Items from a dataset
----------

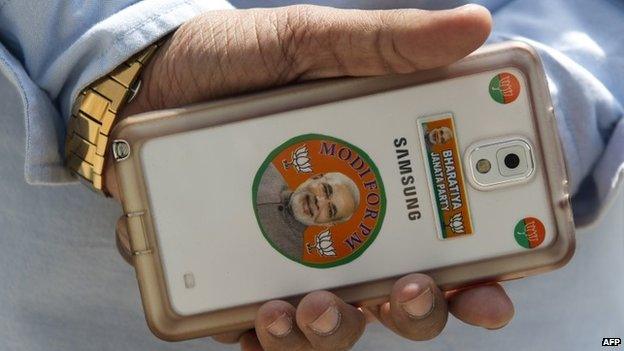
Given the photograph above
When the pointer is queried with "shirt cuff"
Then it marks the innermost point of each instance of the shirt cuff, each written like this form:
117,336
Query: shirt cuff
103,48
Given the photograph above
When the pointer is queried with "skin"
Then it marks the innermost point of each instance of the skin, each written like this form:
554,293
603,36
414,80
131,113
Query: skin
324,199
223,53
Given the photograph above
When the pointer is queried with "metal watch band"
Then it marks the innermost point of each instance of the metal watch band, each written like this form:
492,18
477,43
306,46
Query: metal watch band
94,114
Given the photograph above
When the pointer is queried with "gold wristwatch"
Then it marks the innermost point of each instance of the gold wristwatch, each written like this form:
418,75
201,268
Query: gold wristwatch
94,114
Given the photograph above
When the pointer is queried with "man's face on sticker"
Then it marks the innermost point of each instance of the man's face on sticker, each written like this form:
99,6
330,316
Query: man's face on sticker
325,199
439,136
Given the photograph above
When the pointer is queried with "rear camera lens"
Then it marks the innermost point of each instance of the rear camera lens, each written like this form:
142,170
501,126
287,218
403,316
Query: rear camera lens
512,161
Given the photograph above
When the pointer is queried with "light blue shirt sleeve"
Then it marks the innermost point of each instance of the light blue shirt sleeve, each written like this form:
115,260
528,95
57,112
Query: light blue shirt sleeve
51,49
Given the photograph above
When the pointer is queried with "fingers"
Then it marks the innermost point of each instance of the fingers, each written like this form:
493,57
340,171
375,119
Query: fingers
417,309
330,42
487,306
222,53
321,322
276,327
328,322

----------

Exercise brief
Once you have counted the lines above that hold the word "form", report only that total.

Solution to this exercise
8